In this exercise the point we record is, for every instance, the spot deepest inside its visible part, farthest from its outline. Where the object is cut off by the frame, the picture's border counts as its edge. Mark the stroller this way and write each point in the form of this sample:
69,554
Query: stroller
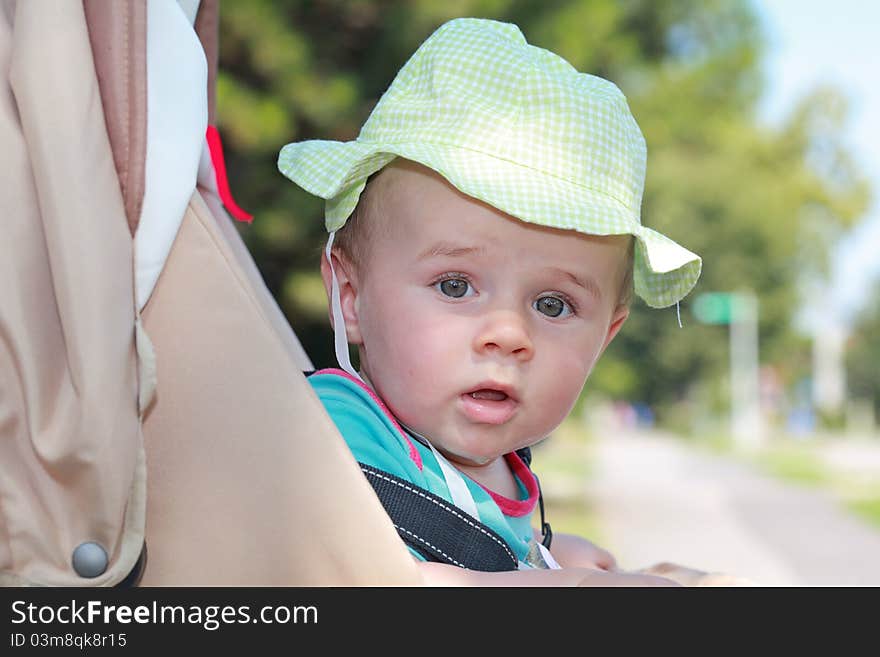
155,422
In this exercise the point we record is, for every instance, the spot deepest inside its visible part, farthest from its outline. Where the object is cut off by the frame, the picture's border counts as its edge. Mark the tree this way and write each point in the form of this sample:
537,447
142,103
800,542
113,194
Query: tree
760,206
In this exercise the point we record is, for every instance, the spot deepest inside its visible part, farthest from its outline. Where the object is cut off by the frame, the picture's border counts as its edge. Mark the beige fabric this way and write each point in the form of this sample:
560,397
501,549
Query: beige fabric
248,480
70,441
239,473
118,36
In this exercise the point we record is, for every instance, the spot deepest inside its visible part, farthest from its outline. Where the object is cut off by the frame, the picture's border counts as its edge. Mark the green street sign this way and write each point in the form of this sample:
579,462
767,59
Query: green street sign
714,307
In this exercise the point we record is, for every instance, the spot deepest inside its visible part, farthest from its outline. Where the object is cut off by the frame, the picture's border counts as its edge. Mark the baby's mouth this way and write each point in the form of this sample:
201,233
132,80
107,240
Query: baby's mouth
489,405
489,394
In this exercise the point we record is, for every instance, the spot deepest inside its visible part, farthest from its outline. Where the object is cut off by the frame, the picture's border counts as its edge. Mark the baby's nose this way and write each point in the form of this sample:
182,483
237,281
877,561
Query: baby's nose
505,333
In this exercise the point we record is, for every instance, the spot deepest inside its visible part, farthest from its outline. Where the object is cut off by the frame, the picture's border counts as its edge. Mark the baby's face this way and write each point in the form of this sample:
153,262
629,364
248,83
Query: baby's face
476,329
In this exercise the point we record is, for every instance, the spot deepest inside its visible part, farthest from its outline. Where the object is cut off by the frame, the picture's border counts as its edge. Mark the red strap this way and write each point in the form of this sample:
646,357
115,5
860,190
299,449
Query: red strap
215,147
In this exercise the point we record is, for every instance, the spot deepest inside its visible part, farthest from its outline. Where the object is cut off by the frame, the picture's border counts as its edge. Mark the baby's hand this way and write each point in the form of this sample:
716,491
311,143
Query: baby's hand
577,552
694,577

^^^^^^^^^^^^^^^^

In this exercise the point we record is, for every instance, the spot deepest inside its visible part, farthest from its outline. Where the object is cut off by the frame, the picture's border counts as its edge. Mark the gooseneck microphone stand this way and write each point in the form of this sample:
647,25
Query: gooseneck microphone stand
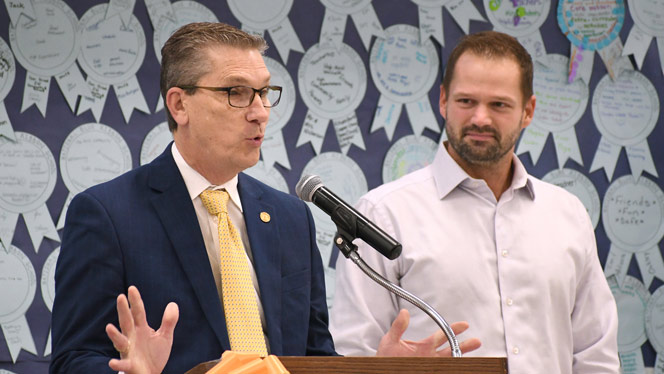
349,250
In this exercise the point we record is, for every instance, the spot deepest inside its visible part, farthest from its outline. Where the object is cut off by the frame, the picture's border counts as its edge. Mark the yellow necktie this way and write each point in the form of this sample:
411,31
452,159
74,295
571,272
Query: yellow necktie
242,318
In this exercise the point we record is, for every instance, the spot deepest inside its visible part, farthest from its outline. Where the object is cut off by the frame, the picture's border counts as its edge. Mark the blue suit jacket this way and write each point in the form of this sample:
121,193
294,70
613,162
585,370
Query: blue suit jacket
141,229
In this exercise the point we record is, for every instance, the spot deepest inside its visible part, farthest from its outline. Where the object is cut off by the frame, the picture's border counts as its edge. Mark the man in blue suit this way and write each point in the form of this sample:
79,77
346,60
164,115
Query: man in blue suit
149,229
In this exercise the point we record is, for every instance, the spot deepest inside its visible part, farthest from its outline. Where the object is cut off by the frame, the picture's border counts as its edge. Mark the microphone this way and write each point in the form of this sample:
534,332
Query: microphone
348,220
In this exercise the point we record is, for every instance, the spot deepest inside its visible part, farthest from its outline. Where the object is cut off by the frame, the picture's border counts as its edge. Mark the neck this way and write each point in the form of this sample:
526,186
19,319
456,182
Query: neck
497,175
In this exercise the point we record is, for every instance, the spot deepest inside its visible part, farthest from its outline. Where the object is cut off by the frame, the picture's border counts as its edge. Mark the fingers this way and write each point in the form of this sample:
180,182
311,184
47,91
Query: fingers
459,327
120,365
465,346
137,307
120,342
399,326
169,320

^^^^^^^^^^^^^^^^

▸ **Directions**
Select and copy every line in the two blocks of lines above that contains the word "yellow".

▸ **Finished exercise**
In this exercise the point we record is, for every instance, the spot deepest inside its visible part, farthest from its outline. Where the object is cut off by the frame, the picture's border counts as its edge. Mark the yellow necktie this way and write each point in the form of this sample:
Query: yellow necktie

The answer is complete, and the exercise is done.